GIVEN REQUEST
Reproduce all of the data below line for line, without changing, adding, or leaving out anything.

DATASET ENTRIES
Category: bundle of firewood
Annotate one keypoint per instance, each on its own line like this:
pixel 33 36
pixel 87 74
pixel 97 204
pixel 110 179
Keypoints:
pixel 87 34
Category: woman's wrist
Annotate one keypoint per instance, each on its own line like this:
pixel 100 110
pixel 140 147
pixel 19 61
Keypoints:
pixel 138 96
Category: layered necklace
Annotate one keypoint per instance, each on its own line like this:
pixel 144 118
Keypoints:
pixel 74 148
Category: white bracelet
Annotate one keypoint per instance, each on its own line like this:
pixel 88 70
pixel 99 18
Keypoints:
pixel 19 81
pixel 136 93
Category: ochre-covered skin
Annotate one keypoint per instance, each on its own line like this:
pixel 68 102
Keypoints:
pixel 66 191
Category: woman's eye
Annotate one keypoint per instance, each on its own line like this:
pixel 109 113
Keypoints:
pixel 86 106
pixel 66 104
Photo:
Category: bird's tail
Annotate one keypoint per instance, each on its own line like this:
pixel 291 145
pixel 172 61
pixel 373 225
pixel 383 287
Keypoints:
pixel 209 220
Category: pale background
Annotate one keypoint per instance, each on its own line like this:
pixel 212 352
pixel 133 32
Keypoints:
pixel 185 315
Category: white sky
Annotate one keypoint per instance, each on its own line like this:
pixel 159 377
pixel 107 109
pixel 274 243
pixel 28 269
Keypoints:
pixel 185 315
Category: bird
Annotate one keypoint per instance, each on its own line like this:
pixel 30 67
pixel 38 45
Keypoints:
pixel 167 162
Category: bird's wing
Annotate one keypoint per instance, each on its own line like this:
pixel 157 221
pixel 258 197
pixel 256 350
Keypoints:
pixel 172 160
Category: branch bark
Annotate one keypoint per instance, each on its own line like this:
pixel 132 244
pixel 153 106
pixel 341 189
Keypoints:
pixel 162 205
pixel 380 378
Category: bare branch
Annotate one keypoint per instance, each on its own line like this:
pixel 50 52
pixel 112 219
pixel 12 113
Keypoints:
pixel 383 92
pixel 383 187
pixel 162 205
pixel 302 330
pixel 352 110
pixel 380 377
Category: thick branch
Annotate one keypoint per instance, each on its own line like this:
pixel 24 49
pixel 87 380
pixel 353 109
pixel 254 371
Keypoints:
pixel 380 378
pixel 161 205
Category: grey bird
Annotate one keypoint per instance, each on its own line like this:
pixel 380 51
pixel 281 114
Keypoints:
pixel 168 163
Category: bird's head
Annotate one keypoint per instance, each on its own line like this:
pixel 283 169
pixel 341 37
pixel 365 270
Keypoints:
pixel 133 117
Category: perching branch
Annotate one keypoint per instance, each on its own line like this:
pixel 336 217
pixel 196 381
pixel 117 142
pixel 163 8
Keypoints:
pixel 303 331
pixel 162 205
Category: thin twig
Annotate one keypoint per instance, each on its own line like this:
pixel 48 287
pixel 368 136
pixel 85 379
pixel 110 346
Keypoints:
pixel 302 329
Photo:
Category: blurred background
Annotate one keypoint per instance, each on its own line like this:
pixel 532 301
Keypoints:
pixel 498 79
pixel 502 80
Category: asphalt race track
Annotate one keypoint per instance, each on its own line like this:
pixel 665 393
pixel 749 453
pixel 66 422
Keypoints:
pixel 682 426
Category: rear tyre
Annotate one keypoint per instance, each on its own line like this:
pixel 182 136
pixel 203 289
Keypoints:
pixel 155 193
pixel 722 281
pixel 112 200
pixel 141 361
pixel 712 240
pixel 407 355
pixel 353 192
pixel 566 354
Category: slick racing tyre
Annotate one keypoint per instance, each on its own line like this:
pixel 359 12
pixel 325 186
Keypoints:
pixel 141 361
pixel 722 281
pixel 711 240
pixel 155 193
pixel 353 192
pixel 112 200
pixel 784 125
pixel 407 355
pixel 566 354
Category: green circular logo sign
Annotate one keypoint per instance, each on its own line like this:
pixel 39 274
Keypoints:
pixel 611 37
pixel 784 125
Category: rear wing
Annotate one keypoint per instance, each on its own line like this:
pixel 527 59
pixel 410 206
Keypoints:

FINAL RESULT
Category: bundle of firewood
Annotate one keypoint per instance, each on its own line like this:
pixel 33 36
pixel 87 74
pixel 97 204
pixel 110 179
Keypoints:
pixel 87 34
Category: woman's wrist
Annotate one keypoint per instance, each on its own line like this:
pixel 100 110
pixel 140 147
pixel 19 61
Keypoints:
pixel 138 96
Category: layered necklace
Annotate one keypoint per instance, each on its own line like this:
pixel 144 118
Keypoints:
pixel 74 148
Category: white bracelet
Annotate one keypoint per instance, each on its own line like this:
pixel 88 70
pixel 99 18
Keypoints:
pixel 19 81
pixel 136 93
Category: ochre-covered skin
Annotate one keypoint per instance, each on its own line like this:
pixel 68 102
Keypoints:
pixel 66 191
Category: woman's eye
Annotate one keypoint per instance, each on its own line like this:
pixel 109 113
Keypoints:
pixel 86 106
pixel 66 104
Photo:
Category: bird's tail
Annotate one keypoint per instance, each on its own line like this:
pixel 291 145
pixel 172 61
pixel 373 225
pixel 383 287
Keypoints:
pixel 209 220
Category: pale background
Annotate one keypoint per instance, each on its own line like this:
pixel 212 352
pixel 133 32
Keypoints:
pixel 185 315
Category: white sky
Annotate one keypoint per instance, each on its own line like this:
pixel 159 377
pixel 107 109
pixel 274 243
pixel 28 269
Keypoints:
pixel 185 315
Category: bird
Annotate one keypoint per instance, each on its own line like this:
pixel 30 67
pixel 38 45
Keypoints:
pixel 167 162
Category: bird's wing
Annotate one keypoint per instance, each on its own line like this:
pixel 157 221
pixel 258 197
pixel 256 350
Keypoints:
pixel 172 160
Category: branch bark
Annotate one keypoint per instance, each on its own line like this:
pixel 132 244
pixel 153 106
pixel 341 189
Keypoints:
pixel 162 205
pixel 380 378
Category: bare branch
Annotate one keypoint per instance, each on its own line like this:
pixel 50 52
pixel 112 219
pixel 12 113
Keypoints:
pixel 383 92
pixel 383 187
pixel 162 205
pixel 302 330
pixel 352 110
pixel 380 377
Category: thick branch
Annotate one keypoint per instance, each on its own line like this:
pixel 24 49
pixel 87 380
pixel 353 109
pixel 254 371
Keypoints:
pixel 380 378
pixel 161 205
Category: grey bird
Annotate one keypoint per instance, each on its own line like this:
pixel 380 51
pixel 281 114
Keypoints:
pixel 168 163
Category: bird's head
Annotate one keypoint per instance, each on its own line like this:
pixel 283 169
pixel 341 37
pixel 365 270
Keypoints:
pixel 133 117
Category: perching branch
Annotate one keypoint per instance, each on its own line like this:
pixel 336 217
pixel 196 381
pixel 117 142
pixel 163 8
Keypoints:
pixel 303 331
pixel 162 205
Category: thin twig
Annotate one keypoint per instance, each on its own line like this:
pixel 48 287
pixel 368 136
pixel 85 379
pixel 110 346
Keypoints:
pixel 302 329
Photo:
Category: blurred background
Annotate one keypoint per instance, each on its own line like this:
pixel 532 301
Keypoints:
pixel 498 79
pixel 502 80
Category: asphalt race track
Annotate one keypoint per instance, each on its own line like this:
pixel 665 393
pixel 749 453
pixel 66 422
Keypoints:
pixel 682 426
Category: rear tyre
Annotate one keypoint per instance, each on its own line like this:
pixel 182 136
pixel 203 289
Keypoints:
pixel 155 193
pixel 722 281
pixel 112 200
pixel 141 361
pixel 712 240
pixel 407 355
pixel 353 192
pixel 566 354
Category: slick racing tyre
Annotate one keypoint per instance, each on its own line like this:
pixel 359 12
pixel 325 186
Keypoints:
pixel 141 361
pixel 722 281
pixel 711 240
pixel 155 193
pixel 353 192
pixel 112 200
pixel 784 125
pixel 407 355
pixel 566 354
Category: green circular logo sign
Annotate one keypoint per instance, each on its own line like this:
pixel 39 274
Keypoints:
pixel 611 37
pixel 784 125
Category: rear wing
Annotate one keypoint per instance, each on its own line like this:
pixel 527 59
pixel 410 206
Keypoints:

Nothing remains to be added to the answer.